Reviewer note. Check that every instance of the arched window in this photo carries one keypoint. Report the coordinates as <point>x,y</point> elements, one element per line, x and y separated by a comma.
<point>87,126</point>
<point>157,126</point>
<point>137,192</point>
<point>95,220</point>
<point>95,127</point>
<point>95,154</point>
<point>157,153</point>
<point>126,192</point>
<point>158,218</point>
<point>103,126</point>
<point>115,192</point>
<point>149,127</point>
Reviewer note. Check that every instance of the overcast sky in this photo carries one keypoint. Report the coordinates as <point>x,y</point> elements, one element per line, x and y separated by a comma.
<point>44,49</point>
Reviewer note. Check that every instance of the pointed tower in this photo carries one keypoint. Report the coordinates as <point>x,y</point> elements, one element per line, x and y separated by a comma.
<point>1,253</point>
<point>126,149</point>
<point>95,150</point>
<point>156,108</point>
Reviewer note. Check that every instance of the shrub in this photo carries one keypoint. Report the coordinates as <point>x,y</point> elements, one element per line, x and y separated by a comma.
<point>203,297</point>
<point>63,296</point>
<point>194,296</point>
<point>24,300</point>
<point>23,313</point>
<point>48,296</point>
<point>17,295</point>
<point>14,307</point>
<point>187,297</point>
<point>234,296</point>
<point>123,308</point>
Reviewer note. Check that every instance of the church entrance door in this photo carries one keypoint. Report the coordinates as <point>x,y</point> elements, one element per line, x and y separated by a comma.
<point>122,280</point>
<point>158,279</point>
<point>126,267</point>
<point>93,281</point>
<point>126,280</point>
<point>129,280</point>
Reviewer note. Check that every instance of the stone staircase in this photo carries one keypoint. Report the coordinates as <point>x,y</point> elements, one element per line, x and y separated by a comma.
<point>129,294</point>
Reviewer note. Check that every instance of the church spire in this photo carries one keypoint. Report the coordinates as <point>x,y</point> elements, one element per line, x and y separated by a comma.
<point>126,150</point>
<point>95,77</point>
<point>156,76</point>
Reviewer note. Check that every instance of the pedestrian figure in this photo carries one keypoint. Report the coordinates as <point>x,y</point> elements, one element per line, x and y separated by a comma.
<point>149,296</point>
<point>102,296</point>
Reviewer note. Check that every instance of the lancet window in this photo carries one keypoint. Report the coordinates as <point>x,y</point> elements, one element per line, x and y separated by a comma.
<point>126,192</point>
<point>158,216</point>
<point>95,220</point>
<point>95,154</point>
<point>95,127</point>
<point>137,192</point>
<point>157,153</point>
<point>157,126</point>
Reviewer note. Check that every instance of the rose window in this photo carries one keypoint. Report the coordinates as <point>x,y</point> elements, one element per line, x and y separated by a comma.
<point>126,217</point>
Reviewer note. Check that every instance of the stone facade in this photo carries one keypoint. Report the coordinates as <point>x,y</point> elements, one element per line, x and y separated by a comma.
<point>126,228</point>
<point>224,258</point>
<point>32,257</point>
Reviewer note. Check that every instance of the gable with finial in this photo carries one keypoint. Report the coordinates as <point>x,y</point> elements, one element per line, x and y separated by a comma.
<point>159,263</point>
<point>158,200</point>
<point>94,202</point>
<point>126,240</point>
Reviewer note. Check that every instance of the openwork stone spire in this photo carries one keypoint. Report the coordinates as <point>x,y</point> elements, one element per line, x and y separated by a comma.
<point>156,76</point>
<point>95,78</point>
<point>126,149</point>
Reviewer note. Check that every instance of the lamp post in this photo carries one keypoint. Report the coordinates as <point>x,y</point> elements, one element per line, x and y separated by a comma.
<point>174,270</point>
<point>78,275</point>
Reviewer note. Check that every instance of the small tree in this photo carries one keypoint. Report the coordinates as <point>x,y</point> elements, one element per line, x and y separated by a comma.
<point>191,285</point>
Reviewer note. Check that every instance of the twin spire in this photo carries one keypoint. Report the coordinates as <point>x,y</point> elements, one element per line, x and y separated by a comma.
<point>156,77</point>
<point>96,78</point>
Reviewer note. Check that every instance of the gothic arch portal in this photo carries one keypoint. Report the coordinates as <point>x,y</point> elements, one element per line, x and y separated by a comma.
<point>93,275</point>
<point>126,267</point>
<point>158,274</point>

####################

**ACTIVITY**
The listing above is to be restated word for word.

**EXERCISE SOLUTION**
Reviewer note. Check that every instance of the arched window in this photo carries one keypoint. Report the coordinates as <point>x,y</point> elements, one element per line, x and y separated by a comma.
<point>87,126</point>
<point>157,126</point>
<point>137,192</point>
<point>95,220</point>
<point>95,127</point>
<point>95,154</point>
<point>157,153</point>
<point>126,192</point>
<point>158,218</point>
<point>103,126</point>
<point>115,192</point>
<point>149,127</point>
Reviewer note. Check that every instance of the overcast sky in this photo carries one keypoint. Report the coordinates as <point>x,y</point> elements, one element per line, x and y separated by a comma.
<point>44,49</point>
Reviewer note. Check that every instance of the pointed tower in this photo carries one keypoint. Report the coordinates as <point>x,y</point> elements, one element per line, x and y separated by a comma.
<point>1,253</point>
<point>126,149</point>
<point>95,150</point>
<point>156,108</point>
Reviewer note. Check that every instance of the shrub in this photo carries one keypoint. Report the coordinates as <point>x,y</point> elements, one element per line, x and y separated by a comma.
<point>203,297</point>
<point>63,296</point>
<point>194,296</point>
<point>24,300</point>
<point>23,313</point>
<point>48,296</point>
<point>17,295</point>
<point>14,307</point>
<point>187,297</point>
<point>234,296</point>
<point>123,308</point>
Reviewer note. Check that every instance of the church entrance door in this photo carries one keypoint. Report the coordinates as <point>x,y</point> elements, one element per line, x and y separated by a comma.
<point>122,280</point>
<point>158,279</point>
<point>126,267</point>
<point>93,281</point>
<point>126,280</point>
<point>129,280</point>
Reviewer note. Check that every instance of the stone staircase in this photo carries one keypoint. Report the coordinates as <point>x,y</point> elements, one element per line, x and y separated by a comma.
<point>129,294</point>
Reviewer note. Check that every instance of the church spire in this photo carries one keypoint. Report the coordinates as <point>x,y</point> elements, one element per line, x and y separated by a comma.
<point>126,150</point>
<point>95,77</point>
<point>156,76</point>
Reviewer note. Check that every instance of the pedestrian figure in this photo carries one keypoint. Report the coordinates as <point>x,y</point> elements, one element per line, x and y separated by a comma.
<point>149,296</point>
<point>102,296</point>
Reviewer note. Check that every instance of the lancet window in this photo carries one keypoint. Report the coordinates as <point>x,y</point> elements, one element per line, x and y separated by a comma.
<point>126,192</point>
<point>158,216</point>
<point>95,220</point>
<point>95,154</point>
<point>95,127</point>
<point>137,192</point>
<point>157,153</point>
<point>157,126</point>
Reviewer note. Check that every instance of the rose window in this photo carries one keypoint. Report the coordinates as <point>x,y</point> elements, one element per line, x and y separated by a comma.
<point>126,217</point>
Reviewer note. Check that every instance of the stone facade in this photo carries one keypoint. Report the coordinates as <point>x,y</point> elements, one element per line, x and y separated by a comma.
<point>126,228</point>
<point>224,258</point>
<point>32,257</point>
Reviewer note. Check that every instance of the gable with finial in this photo carries one keypoint. Report the coordinates as <point>x,y</point> elements, one element per line, x and y separated by a comma.
<point>159,263</point>
<point>158,200</point>
<point>94,202</point>
<point>126,240</point>
Reviewer note. Check that every instance of the openwork stone spire in this photo carries one keypoint. Report the coordinates as <point>x,y</point> elements, one element per line, x and y separated by a comma.
<point>156,76</point>
<point>95,78</point>
<point>126,149</point>
Reviewer note. Check that every instance of the lamp post in this photo carries one keypoint. Report the coordinates as <point>x,y</point> elements, one element per line, x and y separated by a comma.
<point>174,270</point>
<point>78,275</point>
Reviewer note. Check that every instance of the small tree in this photo carries one keypoint. Report the coordinates as <point>x,y</point> elements, one element per line, x and y separated by a comma.
<point>191,285</point>
Reviewer note. Check that every instance of the twin spire in this photo carries one keypoint. Report the coordinates as <point>x,y</point> elements, one element per line, x and y separated by a comma.
<point>156,77</point>
<point>96,78</point>
Reviewer note. Check that every instance of the gothic arch portal in this photo carries one keypoint. Report the coordinates as <point>x,y</point> elements, one element per line, x and y separated by a comma.
<point>93,275</point>
<point>126,267</point>
<point>158,274</point>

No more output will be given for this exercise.